- [What the task asks]: Among the entries below, one stretch runs from the line that contains "target: flag" through the line that contains "target: window with white frame". Repeat that stretch exactly, ends included, and only that.

(Collected data)
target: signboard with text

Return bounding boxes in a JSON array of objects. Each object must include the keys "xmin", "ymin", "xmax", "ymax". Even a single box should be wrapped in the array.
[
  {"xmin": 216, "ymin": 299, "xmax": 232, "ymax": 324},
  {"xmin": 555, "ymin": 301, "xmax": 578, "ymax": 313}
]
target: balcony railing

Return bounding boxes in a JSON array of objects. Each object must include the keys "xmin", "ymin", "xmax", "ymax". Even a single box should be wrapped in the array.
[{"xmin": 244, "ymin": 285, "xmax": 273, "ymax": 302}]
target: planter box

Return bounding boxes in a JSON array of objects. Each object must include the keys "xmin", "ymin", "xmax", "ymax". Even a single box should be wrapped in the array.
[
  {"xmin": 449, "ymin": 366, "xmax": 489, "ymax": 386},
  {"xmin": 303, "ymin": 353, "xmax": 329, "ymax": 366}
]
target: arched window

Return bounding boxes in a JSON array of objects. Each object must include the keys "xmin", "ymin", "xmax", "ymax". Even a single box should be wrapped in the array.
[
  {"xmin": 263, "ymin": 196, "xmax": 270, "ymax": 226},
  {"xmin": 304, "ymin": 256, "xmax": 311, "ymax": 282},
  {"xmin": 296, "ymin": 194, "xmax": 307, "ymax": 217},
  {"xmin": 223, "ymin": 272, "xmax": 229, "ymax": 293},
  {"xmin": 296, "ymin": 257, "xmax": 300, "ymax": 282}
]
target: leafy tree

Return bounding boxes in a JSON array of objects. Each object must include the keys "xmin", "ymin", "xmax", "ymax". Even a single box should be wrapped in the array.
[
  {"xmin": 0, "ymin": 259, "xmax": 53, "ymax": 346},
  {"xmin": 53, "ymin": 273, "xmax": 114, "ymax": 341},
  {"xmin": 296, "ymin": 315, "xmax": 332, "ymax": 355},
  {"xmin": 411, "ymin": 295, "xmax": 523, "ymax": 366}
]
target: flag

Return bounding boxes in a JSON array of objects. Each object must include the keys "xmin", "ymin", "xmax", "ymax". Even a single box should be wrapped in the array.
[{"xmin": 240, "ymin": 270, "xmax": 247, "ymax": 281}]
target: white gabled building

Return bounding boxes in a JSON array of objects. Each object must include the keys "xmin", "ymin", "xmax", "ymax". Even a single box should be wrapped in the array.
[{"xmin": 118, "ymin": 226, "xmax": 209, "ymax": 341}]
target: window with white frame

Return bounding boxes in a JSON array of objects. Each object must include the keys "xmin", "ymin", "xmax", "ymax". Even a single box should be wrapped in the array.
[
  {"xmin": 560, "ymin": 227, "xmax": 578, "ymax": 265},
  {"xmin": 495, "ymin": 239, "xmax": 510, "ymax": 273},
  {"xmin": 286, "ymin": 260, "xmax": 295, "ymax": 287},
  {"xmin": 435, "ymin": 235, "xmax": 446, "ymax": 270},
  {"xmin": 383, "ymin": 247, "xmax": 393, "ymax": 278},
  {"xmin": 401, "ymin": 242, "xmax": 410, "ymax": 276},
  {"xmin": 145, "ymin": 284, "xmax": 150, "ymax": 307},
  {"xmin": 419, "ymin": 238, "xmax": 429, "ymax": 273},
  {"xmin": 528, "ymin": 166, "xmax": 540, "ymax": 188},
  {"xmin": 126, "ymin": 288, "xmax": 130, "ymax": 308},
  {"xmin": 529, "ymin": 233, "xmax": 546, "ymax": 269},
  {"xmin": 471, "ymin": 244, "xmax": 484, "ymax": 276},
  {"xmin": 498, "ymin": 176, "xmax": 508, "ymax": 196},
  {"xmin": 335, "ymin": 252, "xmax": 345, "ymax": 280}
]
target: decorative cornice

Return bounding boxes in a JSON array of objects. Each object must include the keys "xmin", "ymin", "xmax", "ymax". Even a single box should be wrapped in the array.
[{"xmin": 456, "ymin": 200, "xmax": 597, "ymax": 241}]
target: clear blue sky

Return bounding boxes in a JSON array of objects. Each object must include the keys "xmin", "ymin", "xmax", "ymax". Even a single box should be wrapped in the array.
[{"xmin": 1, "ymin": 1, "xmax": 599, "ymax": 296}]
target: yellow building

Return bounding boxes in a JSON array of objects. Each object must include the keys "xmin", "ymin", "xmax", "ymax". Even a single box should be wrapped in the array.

- [Your solution]:
target: flag

Return bounding boxes in a JSON array of objects. Each object must include the keys "xmin", "ymin", "xmax", "ymax". Even a single box should be wrapped in the array.
[{"xmin": 240, "ymin": 270, "xmax": 247, "ymax": 281}]
target: white gabled building

Return bounding boxes in a JSON array of objects. Each object must include the keys "xmin", "ymin", "xmax", "ymax". Even a single box should be wrapped in the array.
[{"xmin": 118, "ymin": 226, "xmax": 209, "ymax": 341}]
target: window with white frame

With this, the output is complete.